* _Document section_
BEGIN

Tradwives and ‘The People That People Come Out Of’

Women are leaving the workforce in record numbers, childcare costs are skyrocketing, and the rise of tradwife culture and old-school patriarchy is making it even harder to get ahead.

It’s time to talk about women’s economics with attitude. It’s time to laugh at what is often absurd and call out what is dangerous. By focusing on voices not typically part of mainstream man-to-man economic discourse, Women Unscrewing Screwnomics will bring you news of hopeful and practical changes and celebrate an economy waged as life—not as war.


Defense Secretary Pete Hegseth—whose mother once called him an abuser of women—settled a sexual assault “blackmail effort” with a $50,000 payment, out of “fear of the MeToo movement,” according to his lawyer. His victim underwent a rape kit exam and reported she thought she’d been slipped a drug in her drink. The hospital reported this to the police. 

Hegseth would have us believe he’s repented.

But then, earlier this month, he reposted a video on social media with his endorsement “All of Christ for All of Life,” featuring clergy from the Christian nationalist church Communion of Reformed Evangelical Churches (CREC), led by pastor Doug Wilson. That was how we learned the guy in charge of U.S. troops and nukes was listening to self-appointed holy men who believe recognizing women’s constitutional right to vote was “a bad idea.”

A woman attends a protest against the visit of U.S. Secretary of Defense Pete Hegseth in Panama City, on April 8, 2025. (Martin Bernetti / AFP via Getty Images)

CREC believers say public leadership is not women’s proper role. Wives must submit to their husbands. That’s why, Wilson explains, when CREC holds elections, votes are “ordinarily cast by the head of the household, husband and father—because we’re patriarchal and not egalitarian.” 

If these ideas sound old-fashioned to you, they are … and they aren’t. CREC is rooted in 16th-century Calvinism but also connects to a contemporary movement called Christian reconstructionism. Its believers—Pete Hegseth among them—consider it a Christian duty to exercise “dominion” over every part of the world.

CRECer Doug Wilson, also a self-described white nationalist, made headlines recently on CNN, asserting “women are the kind of people that people come out of.”  

Women have never lacked for this kind of male insight into the female experience. In fact, much of the literature from the 15th century on has addressed this topic of women’s purpose and correct behavior. And so has a great deal of women’s literature, whenever it wasn’t protesting a rigged game.

END

* _Brief_
Continue the article on tradwives, starting after its final sentence. The items after this point are separate material with no connection to the article on tradwives.

* _Record set_
BEGIN

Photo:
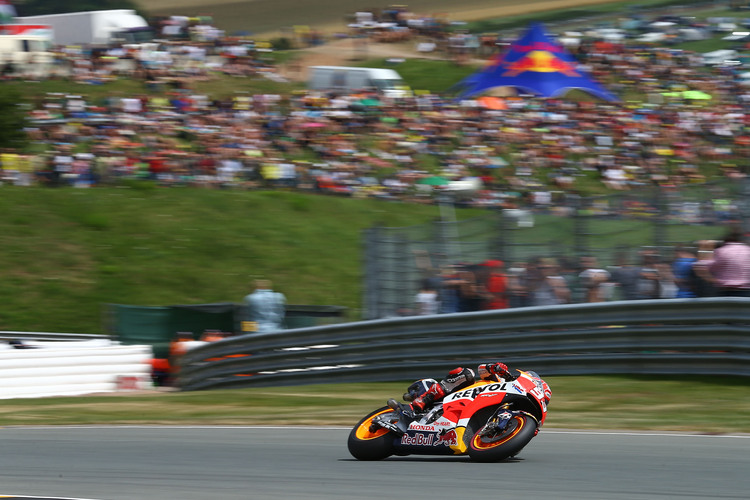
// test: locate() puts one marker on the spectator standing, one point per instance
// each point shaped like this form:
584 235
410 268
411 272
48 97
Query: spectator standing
682 269
594 280
649 278
426 301
265 309
496 285
626 276
548 287
730 266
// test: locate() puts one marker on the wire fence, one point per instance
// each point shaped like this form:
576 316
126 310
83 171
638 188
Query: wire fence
614 229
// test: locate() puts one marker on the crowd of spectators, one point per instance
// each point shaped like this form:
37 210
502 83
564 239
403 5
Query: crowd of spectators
707 269
366 145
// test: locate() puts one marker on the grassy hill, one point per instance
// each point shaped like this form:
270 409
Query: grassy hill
66 252
263 17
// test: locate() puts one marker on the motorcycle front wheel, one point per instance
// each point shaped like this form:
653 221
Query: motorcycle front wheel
494 446
366 443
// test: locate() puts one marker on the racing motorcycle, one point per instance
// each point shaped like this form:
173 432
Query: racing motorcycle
490 420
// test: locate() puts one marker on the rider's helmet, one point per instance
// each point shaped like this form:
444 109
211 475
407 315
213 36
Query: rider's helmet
418 388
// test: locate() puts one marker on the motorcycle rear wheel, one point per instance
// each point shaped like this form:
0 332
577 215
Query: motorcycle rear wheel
365 444
493 447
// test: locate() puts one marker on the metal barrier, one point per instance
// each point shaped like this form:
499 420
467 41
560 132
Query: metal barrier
680 336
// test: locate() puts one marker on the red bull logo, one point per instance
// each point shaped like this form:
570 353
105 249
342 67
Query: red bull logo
447 438
540 61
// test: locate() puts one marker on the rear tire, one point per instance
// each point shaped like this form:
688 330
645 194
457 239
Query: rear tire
366 445
521 428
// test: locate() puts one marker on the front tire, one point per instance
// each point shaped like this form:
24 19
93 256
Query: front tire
493 447
365 444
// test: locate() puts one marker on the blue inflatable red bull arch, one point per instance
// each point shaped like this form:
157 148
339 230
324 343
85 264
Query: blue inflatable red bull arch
536 64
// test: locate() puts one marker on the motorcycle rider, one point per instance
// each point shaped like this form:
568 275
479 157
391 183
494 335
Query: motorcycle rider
424 393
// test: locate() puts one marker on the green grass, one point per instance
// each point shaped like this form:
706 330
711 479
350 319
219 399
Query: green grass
720 405
67 252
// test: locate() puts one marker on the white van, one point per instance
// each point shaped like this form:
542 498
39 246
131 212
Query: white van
28 47
350 79
719 57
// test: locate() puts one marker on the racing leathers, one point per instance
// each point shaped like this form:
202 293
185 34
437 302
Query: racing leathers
456 379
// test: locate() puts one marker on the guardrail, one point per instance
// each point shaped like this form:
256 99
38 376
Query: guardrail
72 368
678 336
47 336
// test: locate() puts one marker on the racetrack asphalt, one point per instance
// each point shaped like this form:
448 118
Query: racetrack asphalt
240 463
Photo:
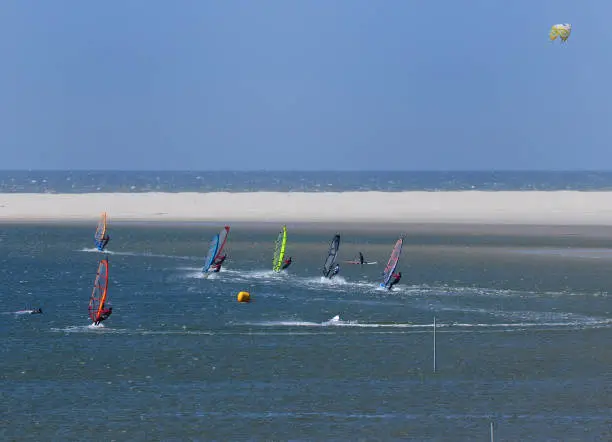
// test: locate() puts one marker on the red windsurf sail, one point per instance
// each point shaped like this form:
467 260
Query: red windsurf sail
100 291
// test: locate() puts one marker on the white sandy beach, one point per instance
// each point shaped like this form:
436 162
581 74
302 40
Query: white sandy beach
469 207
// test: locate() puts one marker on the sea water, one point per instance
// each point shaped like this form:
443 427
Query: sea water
522 338
296 181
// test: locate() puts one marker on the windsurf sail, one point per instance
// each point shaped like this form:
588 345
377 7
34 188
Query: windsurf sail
100 232
393 260
100 291
213 248
331 256
279 250
222 240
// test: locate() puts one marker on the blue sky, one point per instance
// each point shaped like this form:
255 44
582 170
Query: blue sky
305 85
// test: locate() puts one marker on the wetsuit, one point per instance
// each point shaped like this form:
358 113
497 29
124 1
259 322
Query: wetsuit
216 267
104 315
396 279
335 271
286 263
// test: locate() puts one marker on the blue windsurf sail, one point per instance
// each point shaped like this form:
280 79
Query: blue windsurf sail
213 248
331 256
393 261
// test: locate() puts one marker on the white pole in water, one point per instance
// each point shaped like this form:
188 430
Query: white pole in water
434 344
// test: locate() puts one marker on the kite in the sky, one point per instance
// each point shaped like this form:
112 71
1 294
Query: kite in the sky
562 31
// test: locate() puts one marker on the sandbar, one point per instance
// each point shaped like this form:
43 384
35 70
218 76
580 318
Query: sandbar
558 208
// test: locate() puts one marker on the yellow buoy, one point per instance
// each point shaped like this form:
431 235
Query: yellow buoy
244 297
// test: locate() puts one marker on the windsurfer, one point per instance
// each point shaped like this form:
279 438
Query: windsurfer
396 278
104 314
216 267
334 271
287 263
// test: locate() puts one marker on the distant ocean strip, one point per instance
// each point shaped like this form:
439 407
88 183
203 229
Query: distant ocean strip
273 181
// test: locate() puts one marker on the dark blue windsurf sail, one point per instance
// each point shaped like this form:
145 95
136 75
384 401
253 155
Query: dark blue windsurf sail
331 256
212 253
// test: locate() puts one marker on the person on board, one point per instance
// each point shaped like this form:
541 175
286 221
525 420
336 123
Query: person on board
104 314
396 278
287 263
335 271
216 267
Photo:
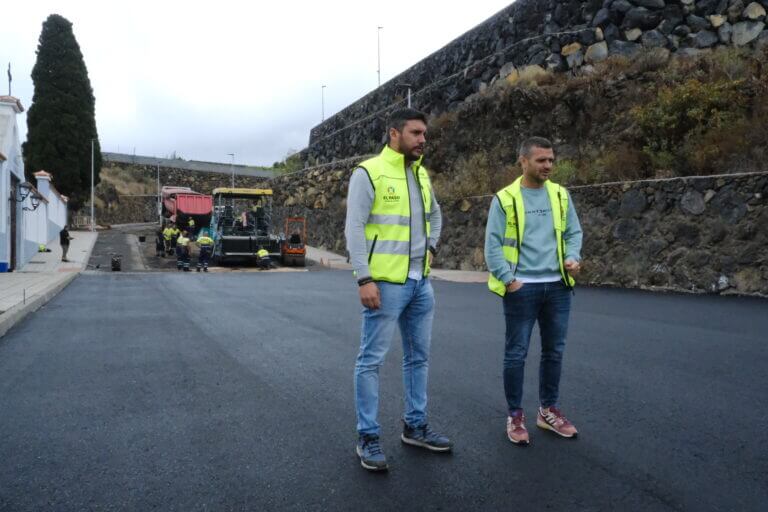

END

* _Response to this task_
But no, Pastor Wilson. It’s not that simple. People don’t just come out of people

This only happens when two people of the right types exchange vital fluids and chromosomes. One of the people grows larger, much larger, as a new zygote divides to become a blastocyst, to become an embryo, transitioning into a fetus, growing throughout nine months of nausea, back pain and various health complications—finally “coming out” only with great difficulty. 

This involves hours of efforts with bony heads wider than vaginas, wrenching womb squeezes, bursts of blood and water, loud screams from both parties involved … and after all that (and only if you’re lucky), all you’ve got for your troubles is a tiny, helpless, hungry, toothless non-talker, who poops and shrieks at night when you’re trying to sleep. 

For the next 20 or so years, those evacuated people who survive the “coming out,” will be on call 24-7. Doug Wilson calls this job “the chief executive of the household”—though it’s an unpaid and submissive “executive” he seeks for his patriarchy.

This month’s federal data shows the share of working moms with young children has been shrinking for most of this year. It’s dropped 3 percentage points since January to its lowest point in more than three years. From January to June, over 212,000 women left the workforce, reversing gains made post-pandemic. The decline is most notably among Black women and younger moms.

An article published by Motherly this month starts this way: “Childcare costs, rigid schedules and shrinking flexibility are forcing many to ask: How long can I really keep this going?”